* Your instructions
Restate word for word the lines below from the one that has "of the paved" through the one that has "of the canal", keeping both and dropping all pictures.
(Beginning of Records supplied)
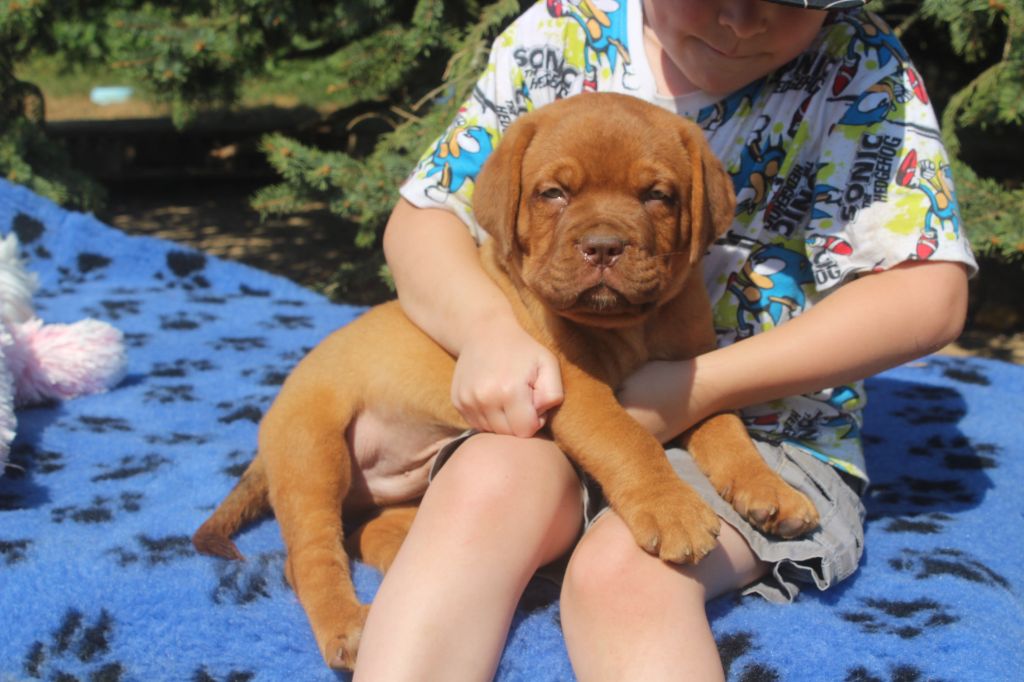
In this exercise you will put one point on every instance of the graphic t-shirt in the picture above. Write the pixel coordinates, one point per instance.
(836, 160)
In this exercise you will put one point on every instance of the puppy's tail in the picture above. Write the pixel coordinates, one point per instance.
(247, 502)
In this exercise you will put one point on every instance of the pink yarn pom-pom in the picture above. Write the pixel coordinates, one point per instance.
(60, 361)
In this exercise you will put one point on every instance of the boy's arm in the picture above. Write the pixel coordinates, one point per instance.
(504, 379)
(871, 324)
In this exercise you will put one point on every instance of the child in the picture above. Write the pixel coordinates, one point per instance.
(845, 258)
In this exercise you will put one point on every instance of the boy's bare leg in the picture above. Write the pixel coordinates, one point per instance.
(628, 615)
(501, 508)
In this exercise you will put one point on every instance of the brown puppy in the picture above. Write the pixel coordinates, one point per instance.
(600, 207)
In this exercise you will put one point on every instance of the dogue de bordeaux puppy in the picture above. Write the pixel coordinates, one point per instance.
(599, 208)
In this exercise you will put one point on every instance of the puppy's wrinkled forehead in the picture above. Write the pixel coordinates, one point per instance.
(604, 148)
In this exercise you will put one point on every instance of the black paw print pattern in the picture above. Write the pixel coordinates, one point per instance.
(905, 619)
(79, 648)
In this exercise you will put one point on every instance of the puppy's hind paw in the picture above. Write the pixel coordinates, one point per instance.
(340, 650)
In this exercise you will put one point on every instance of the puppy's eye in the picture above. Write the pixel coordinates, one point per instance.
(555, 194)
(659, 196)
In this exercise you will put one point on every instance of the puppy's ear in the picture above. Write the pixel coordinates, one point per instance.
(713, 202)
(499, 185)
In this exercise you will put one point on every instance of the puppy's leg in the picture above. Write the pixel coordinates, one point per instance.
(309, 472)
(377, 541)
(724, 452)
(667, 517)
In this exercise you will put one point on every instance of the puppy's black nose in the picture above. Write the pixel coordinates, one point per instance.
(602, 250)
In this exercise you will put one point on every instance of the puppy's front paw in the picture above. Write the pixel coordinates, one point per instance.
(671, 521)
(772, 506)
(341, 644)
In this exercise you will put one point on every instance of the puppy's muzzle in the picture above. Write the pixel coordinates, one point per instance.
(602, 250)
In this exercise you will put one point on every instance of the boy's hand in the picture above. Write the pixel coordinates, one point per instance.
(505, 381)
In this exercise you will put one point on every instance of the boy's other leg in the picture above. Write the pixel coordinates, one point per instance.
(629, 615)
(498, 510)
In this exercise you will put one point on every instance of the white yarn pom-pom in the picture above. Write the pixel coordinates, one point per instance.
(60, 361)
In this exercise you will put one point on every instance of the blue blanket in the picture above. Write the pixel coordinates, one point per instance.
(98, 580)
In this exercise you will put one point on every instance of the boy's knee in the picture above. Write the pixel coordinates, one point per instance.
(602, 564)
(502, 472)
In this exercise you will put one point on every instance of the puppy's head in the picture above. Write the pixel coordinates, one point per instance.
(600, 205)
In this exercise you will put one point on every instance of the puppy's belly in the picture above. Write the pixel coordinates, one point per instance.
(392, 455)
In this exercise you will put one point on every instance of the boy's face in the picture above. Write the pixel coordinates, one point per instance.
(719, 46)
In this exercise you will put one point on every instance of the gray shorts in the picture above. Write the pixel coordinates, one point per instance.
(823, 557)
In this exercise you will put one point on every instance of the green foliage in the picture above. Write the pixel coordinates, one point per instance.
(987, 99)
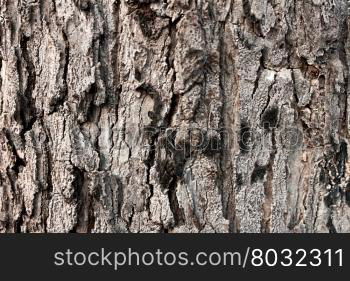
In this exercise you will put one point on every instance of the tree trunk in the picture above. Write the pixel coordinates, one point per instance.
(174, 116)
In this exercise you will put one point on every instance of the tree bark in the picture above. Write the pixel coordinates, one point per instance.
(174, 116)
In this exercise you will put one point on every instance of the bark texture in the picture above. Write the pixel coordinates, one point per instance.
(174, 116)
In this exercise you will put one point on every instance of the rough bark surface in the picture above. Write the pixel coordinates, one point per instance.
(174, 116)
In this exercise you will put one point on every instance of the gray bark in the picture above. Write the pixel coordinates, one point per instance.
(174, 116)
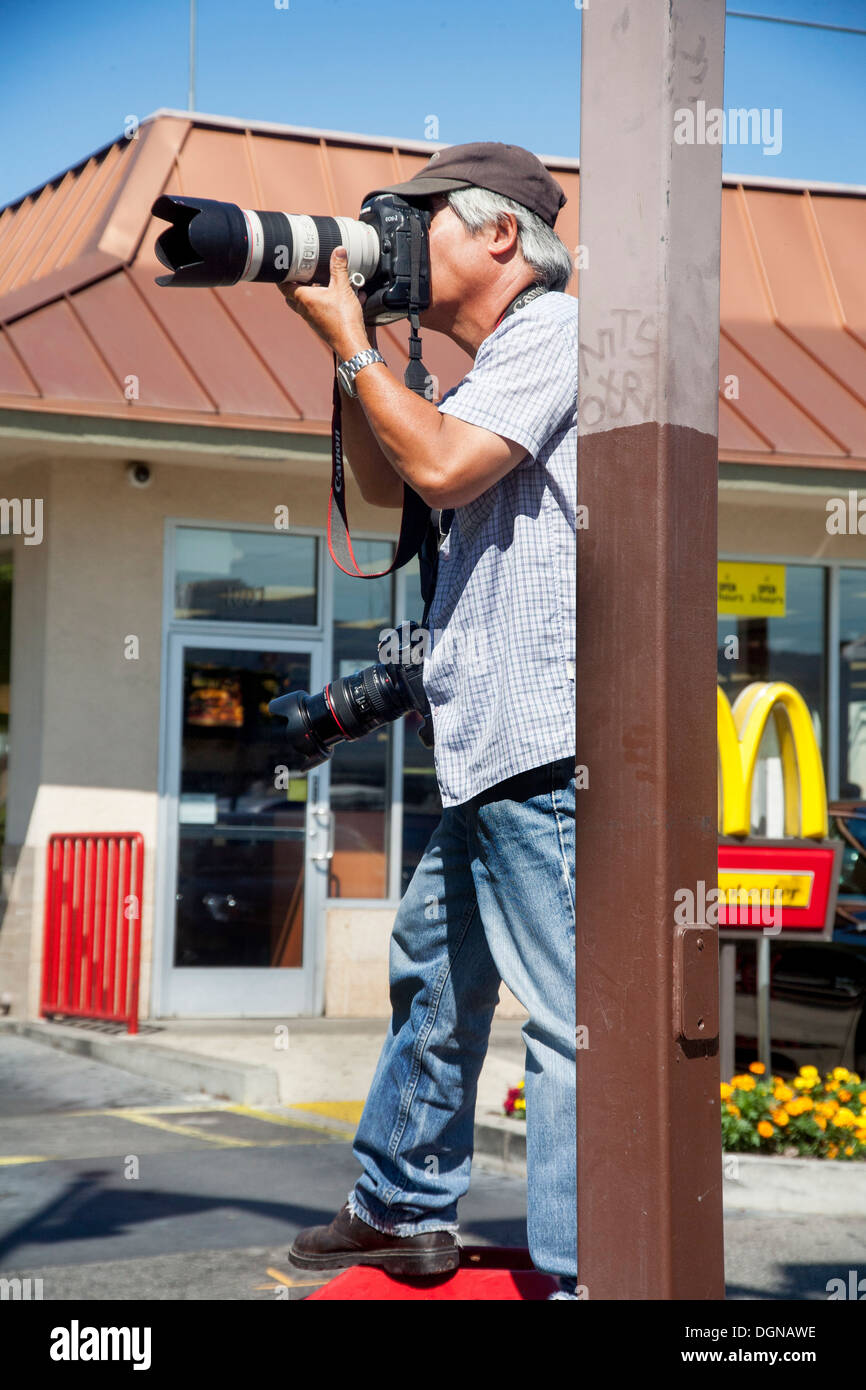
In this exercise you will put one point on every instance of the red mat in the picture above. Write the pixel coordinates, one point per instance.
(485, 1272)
(End of Records supplied)
(Beginning of Records supplied)
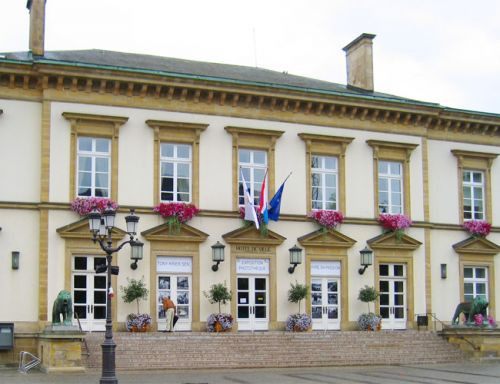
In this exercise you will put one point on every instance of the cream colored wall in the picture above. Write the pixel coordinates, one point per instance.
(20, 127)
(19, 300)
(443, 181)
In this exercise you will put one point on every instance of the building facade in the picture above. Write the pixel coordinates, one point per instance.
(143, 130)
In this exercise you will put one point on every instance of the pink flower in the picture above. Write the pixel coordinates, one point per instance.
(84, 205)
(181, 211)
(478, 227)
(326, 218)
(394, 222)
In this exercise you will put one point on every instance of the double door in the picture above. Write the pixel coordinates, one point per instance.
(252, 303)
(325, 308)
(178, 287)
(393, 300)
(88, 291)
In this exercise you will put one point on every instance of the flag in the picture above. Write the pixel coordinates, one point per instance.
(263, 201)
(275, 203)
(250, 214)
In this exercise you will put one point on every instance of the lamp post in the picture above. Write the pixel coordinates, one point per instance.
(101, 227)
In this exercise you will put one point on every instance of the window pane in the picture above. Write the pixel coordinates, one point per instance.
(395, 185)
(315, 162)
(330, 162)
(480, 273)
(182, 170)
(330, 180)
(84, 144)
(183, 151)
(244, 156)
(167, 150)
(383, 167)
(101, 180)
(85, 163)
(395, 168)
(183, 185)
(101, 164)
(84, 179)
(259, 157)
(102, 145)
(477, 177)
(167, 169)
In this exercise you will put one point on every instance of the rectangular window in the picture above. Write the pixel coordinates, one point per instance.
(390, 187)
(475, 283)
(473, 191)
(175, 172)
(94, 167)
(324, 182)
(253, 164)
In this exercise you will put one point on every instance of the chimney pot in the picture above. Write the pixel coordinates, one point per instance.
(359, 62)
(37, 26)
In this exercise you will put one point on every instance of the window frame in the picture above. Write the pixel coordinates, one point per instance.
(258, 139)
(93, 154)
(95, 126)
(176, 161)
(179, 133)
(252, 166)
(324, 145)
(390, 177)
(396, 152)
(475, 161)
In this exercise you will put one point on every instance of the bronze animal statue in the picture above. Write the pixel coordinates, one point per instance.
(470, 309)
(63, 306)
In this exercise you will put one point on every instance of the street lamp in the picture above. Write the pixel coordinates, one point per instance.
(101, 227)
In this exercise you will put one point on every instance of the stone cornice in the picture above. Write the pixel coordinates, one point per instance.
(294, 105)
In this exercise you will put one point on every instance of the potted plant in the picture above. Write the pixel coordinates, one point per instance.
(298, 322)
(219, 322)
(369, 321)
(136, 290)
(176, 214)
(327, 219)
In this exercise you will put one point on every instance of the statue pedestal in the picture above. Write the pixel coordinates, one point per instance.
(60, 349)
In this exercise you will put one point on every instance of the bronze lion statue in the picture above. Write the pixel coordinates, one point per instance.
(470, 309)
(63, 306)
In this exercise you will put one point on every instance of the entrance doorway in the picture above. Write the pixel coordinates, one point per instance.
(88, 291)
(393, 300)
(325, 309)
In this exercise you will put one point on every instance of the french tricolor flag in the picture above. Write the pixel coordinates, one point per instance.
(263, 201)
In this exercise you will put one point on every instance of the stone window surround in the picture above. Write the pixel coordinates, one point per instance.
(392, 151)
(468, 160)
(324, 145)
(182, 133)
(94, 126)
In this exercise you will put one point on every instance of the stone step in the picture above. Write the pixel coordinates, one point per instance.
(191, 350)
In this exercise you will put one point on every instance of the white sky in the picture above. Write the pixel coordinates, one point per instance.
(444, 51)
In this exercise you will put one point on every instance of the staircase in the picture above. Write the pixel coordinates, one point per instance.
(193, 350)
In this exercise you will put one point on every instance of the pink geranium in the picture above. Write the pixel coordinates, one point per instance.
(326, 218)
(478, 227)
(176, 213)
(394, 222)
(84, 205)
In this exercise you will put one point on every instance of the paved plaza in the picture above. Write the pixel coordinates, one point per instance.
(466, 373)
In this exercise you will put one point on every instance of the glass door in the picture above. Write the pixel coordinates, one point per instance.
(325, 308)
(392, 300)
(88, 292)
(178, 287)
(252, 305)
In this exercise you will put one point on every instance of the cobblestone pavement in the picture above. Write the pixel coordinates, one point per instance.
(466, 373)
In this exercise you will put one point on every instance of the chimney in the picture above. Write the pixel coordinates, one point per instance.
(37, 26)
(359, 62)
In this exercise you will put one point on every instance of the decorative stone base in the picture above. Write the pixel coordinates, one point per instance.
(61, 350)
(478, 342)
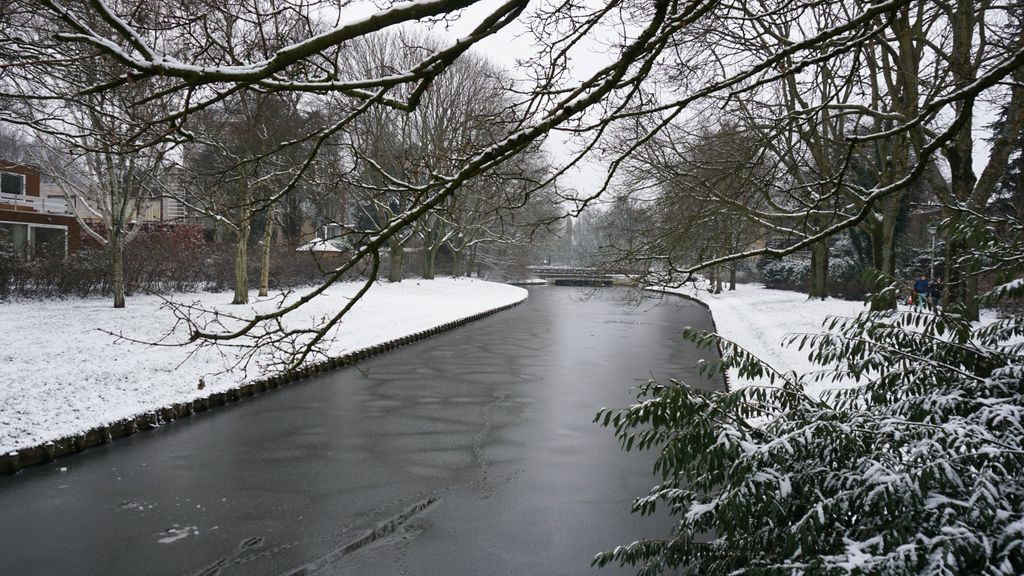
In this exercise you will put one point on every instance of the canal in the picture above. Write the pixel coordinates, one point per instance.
(End of Records supplied)
* Answer space
In this exercise you will put one point on every instance of the paved plaza in the picture above. Write the pixel coordinates, one point per instance.
(466, 373)
In this exercise you will put one point on every instance of the glass door in the picture above. Write the pixel coordinates, one point per instance.
(325, 308)
(392, 300)
(88, 292)
(178, 287)
(252, 305)
In this exercise you will put one point on every instance of the cobblestone pavement in the picture above. Write the pixel coordinates, one point per instance.
(466, 373)
In this exercise you will put one point on every instance of the chimney in the picture above. Write the pixel coordinates, one point per instance.
(37, 26)
(359, 62)
In this exercise you will put one point on every instance of the decorative stone base in the picture above. Write the pixel coordinates, one point per instance.
(61, 350)
(478, 342)
In this exercise you will put one point on every instance of the canal in the picture above. Write the pixel coordinates, one point per instance.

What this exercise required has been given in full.